| Task goal |
Starting with the line that contains "I bet you can't find the blue highway" and going on through the line that contains "[470,394,502,423]", write out those lines again, requests included, with every box coordinate in the answers multiplied by 0.6 and rounded to a whole number, halves rounding up. Give only those lines.

──────────────────────────────

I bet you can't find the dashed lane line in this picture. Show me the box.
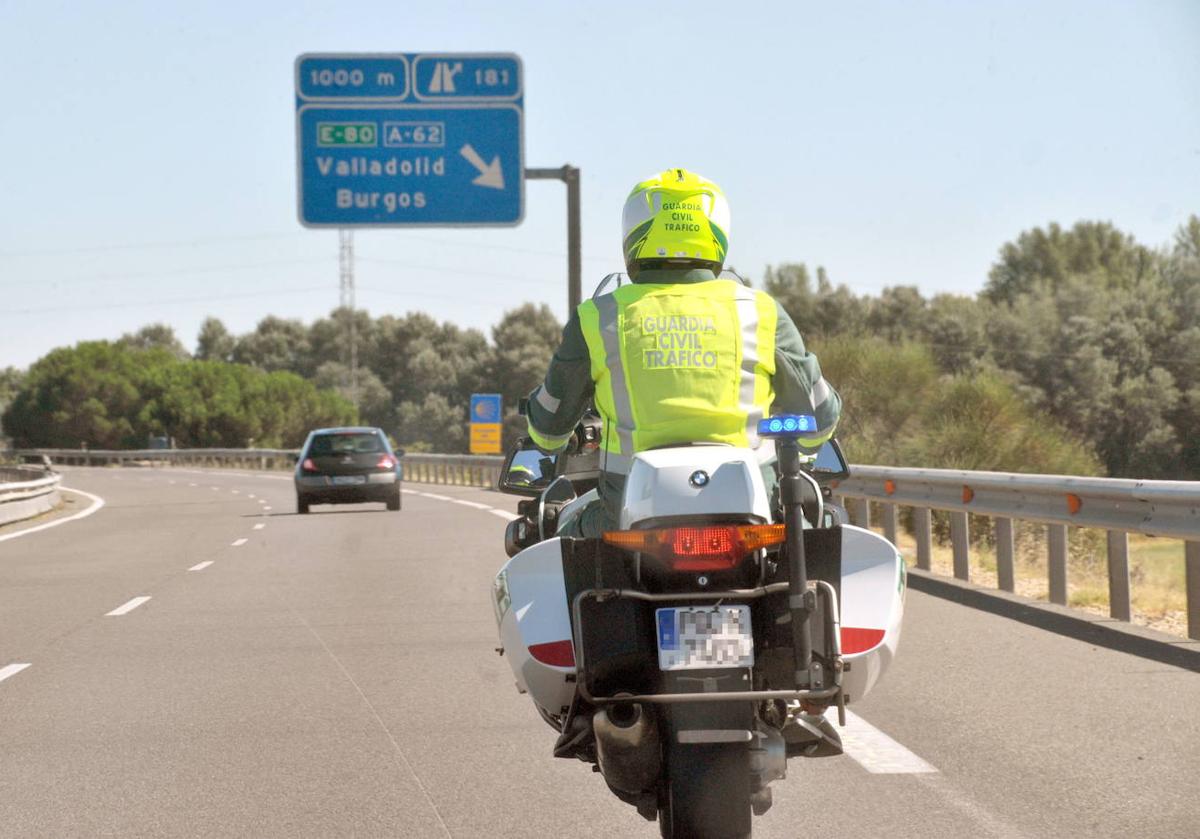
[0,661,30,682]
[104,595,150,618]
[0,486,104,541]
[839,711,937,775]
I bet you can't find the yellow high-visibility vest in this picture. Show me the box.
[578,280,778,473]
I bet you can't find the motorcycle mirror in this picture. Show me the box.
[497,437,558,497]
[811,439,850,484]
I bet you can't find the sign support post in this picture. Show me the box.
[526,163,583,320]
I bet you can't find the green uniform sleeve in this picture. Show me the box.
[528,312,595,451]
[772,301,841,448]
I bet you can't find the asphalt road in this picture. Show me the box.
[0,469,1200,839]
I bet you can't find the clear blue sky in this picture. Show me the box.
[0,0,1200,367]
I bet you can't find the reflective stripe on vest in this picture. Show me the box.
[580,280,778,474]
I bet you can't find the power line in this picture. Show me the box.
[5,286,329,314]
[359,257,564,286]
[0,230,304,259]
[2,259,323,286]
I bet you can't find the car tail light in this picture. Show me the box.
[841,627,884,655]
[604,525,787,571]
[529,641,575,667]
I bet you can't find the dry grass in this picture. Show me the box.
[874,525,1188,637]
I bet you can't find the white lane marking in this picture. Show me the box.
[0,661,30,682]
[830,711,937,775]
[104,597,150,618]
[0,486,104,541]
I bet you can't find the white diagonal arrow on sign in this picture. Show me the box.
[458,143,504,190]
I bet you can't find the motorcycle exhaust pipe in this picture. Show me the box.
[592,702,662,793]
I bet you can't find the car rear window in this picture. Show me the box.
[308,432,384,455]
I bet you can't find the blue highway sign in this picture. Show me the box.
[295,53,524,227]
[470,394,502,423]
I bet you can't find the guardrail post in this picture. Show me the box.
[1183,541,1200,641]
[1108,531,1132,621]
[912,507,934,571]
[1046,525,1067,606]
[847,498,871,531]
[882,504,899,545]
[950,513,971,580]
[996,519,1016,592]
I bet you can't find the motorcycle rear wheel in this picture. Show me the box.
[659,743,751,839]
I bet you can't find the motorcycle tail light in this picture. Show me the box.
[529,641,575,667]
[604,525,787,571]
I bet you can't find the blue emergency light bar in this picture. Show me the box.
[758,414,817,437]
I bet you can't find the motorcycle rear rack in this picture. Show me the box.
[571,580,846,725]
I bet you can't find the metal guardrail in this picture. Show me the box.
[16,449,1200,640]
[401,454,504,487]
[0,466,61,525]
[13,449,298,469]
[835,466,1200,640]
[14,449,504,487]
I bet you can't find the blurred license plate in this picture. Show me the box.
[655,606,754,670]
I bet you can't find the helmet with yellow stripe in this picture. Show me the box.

──────────────────────────────

| Full response |
I bet you can't find the blue highway sign in this picture. Show me the box.
[177,32,314,136]
[282,236,301,254]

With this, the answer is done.